Quoted passage |
########################################

In a software-defined data center (SDDC), virtual infrastructure, which includes virtual compute, storage, and networking resources, is provisioned from hardware infrastructure that includes a plurality of host computers, storage devices, and networking devices. The provisioning of the virtual infrastructure is carried out by control plane software that communicates with virtualization software (e.g., hypervisor) installed in the host computers. Applications execute in virtual computing instances supported by the virtualization software, such as virtual machines (VMs) and/or containers. Host computers and virtual computing instances utilize persistent storage, such as hard disk storage, solid state storage, and the like. In some configurations, local storage devices of the hosts can be aggregated to form a virtual storage area network (SAN) and provide shared storage for the hosts. The virtual SAN can be object-based storage (also referred to as object storage). With object storage, data is managed as objects as opposed to a file hierarchy. Each object includes the data being persisted and corresponding metadata.
Objects in object storage, such as a virtual SAN, can be replicated to provide for fault tolerance. For example, an object can have multiple replicas stored in the object storage. For each write to the object, the storage software also applies the write to each replica of the object. In case of a fault or faults, an object in the object storage is still available for reading and writing if there is at least one replica unaffected by the fault. When the fault(s) are resolved, the object replicas need to be resynchronized. The object may have received writes during the time that a replica was unavailable due to the fault(s). The software resynchronizes the replicas that have become out-of-date.
To avoid performing a complete copy-over, one technique is to track the delta of operations that need to be copied over to a faulty replica in the resynchronization process. For example, when a fault occurs and a replica is unavailable, the storage software can create a bitmap data structure. Each bit represents a portion of the object. When a portion of an object is modified, a corresponding bit in the bitmap is set. After the fault is resolved, the software resynchronizes only those portions of the object identified by the set bits in the bitmap.

########################################

Source data |

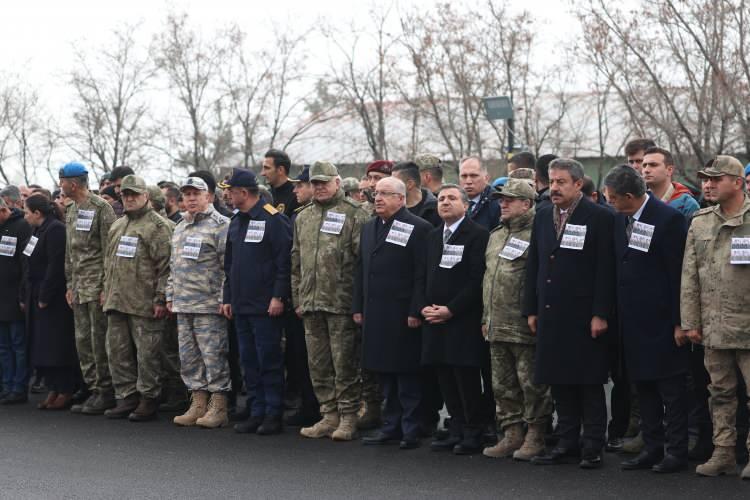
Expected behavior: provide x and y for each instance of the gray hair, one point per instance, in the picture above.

########################################

Exercises to complete |
**a.** Decide whether each statement below agrees with the passage on object storage, answering yes or no and quoting the words that decide it. (i) An object stays available for reading and writing as long as at least one replica is unaffected by the fault. (ii) In object storage, data is managed as a file hierarchy. (iii) The bitmap is created before any fault occurs.
**b.** From the passage on object storage, extract the text from "To avoid performing" up to and including "in the bitmap.", copying it word for word.

Replies |
**a.**
(i) Yes: "an object in the object storage is still available for reading and writing if there is at least one replica unaffected by the fault."
(ii) No: "data is managed as objects as opposed to a file hierarchy."
(iii) No: "when a fault occurs and a replica is unavailable, the storage software can create a bitmap data structure."

**b.**
To avoid performing a complete copy-over, one technique is to track the delta of operations that need to be copied over to a faulty replica in the resynchronization process. For example, when a fault occurs and a replica is unavailable, the storage software can create a bitmap data structure. Each bit represents a portion of the object. When a portion of an object is modified, a corresponding bit in the bitmap is set. After the fault is resolved, the software resynchronizes only those portions of the object identified by the set bits in the bitmap.